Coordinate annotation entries

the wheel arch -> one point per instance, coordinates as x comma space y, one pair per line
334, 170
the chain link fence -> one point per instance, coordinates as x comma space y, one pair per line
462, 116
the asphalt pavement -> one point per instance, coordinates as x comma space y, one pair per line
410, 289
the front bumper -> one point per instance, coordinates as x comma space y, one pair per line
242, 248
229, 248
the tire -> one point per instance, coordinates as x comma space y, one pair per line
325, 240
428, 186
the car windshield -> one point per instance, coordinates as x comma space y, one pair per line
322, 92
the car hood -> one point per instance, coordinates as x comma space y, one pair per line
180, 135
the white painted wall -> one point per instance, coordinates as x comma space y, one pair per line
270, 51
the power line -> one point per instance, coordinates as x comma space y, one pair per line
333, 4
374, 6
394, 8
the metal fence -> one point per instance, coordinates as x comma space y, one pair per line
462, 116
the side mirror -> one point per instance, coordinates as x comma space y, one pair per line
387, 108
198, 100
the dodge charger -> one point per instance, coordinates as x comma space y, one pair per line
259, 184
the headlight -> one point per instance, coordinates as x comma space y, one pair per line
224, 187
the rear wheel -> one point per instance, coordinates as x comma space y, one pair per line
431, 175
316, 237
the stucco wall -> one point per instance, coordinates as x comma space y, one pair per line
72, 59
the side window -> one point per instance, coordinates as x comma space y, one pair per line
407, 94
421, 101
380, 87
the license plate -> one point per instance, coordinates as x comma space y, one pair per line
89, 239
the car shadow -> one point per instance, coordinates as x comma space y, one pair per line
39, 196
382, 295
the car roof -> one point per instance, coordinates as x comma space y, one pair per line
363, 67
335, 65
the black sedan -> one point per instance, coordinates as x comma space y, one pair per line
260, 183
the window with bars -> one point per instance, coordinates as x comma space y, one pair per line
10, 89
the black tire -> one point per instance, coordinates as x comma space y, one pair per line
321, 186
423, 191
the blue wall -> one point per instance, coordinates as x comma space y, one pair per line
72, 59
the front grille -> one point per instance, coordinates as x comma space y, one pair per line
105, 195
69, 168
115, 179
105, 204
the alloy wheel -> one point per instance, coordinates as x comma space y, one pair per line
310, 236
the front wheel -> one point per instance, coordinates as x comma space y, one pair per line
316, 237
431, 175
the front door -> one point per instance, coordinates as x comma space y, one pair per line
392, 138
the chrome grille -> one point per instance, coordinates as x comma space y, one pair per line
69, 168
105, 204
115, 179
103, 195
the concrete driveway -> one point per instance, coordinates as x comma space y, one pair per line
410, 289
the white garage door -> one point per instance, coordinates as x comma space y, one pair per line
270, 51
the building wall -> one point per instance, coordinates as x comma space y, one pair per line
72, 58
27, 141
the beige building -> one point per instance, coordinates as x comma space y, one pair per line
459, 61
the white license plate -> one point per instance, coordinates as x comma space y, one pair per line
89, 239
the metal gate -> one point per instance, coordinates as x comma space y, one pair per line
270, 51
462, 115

What needs to be done:
Turn everything from the line containing "the white license" down to the last line above into a Markdown table with the columns Row and Line, skipping any blank lines.

Exercise result:
| Row | Line |
|---|---|
| 1 | the white license plate -> one point per instance, coordinates as x comma space y, one pair per line |
| 2 | 89, 239 |
| 3 | the metal gate -> one point per instance, coordinates as x comma space y, one pair per line |
| 4 | 270, 51 |
| 5 | 462, 115 |